After finding the line that contains "the metal railing.", give again that line and each one following it, exactly, until the records end.

[Stored data entries]
-*-*-
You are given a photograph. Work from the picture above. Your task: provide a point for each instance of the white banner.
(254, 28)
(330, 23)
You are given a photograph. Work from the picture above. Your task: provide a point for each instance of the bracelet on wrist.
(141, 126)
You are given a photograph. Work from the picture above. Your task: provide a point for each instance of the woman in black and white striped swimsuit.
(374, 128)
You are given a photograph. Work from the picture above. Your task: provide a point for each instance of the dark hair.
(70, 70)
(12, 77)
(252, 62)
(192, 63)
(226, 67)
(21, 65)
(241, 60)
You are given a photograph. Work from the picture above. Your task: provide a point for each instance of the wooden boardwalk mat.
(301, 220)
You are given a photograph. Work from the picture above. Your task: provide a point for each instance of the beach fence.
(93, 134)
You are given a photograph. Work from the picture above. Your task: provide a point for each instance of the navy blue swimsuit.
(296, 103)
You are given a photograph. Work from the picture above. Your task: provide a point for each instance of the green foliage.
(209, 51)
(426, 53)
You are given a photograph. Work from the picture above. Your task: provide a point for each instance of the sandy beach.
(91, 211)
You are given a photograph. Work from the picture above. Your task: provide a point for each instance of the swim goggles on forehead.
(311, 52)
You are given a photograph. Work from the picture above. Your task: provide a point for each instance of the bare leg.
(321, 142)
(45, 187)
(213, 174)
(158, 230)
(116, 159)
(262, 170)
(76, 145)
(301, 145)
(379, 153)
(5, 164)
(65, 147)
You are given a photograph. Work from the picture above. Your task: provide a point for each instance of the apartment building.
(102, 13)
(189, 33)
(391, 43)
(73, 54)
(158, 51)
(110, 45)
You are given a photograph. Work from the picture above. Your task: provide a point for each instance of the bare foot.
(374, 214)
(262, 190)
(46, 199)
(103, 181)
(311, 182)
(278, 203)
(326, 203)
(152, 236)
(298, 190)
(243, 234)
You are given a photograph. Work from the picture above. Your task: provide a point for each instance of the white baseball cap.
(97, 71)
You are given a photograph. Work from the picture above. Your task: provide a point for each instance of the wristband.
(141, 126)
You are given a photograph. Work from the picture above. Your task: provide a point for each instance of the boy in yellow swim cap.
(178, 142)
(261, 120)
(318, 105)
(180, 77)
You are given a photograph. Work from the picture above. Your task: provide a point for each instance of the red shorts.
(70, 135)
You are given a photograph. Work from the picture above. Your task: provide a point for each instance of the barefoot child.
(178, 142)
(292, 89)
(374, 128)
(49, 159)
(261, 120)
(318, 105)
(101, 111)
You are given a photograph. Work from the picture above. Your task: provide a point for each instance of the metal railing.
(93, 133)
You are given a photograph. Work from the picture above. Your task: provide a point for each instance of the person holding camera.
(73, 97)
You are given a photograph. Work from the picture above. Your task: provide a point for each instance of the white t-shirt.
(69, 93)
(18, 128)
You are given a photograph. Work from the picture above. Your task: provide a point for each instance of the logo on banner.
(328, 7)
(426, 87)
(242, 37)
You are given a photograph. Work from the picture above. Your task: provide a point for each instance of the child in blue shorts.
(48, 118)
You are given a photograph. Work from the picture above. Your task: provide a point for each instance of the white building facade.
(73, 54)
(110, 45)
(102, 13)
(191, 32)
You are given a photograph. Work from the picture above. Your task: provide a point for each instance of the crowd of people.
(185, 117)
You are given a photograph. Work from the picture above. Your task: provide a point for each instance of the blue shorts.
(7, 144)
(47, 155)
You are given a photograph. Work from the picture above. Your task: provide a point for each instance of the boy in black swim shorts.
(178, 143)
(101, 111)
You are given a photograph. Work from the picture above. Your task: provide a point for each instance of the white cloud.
-*-*-
■ **ANSWER**
You are given a photograph. Work from the picture above. Your task: provide a point for each instance of the metal railing.
(93, 133)
You are given a photograph. Work from the picture above. Your task: provide a point for each instance of the person holding camera.
(73, 97)
You are given a photograph. Work from the picture above. Your task: provide a point for each instance of the white t-shirt.
(69, 93)
(18, 128)
You are given a photograph. Work from the picture above. Your task: provide a point for each instance of the logo on banner.
(328, 7)
(426, 87)
(242, 37)
You are given a photograph. Work from the picture above. Your task: provide a point for each instance of the child in blue shorts.
(48, 118)
You are given a photograph. Work from the picture above. Your task: provide a point for each instance of the white building facade.
(73, 54)
(110, 45)
(102, 13)
(191, 32)
You are given a photograph. Work from the picture above. Your task: provide a point for each instance of the crowd of people.
(185, 117)
You are given a photograph. Work from the picture above. Your task: provide a point for each instance of the blue shorts.
(7, 144)
(47, 155)
You are given a photograph. Work from the picture above. Your task: provide a point for each instance of the boy in black swim shorts.
(178, 143)
(101, 111)
You are given a photograph. Work from the picture above. Your task: provide a point for each instance of the white cloud.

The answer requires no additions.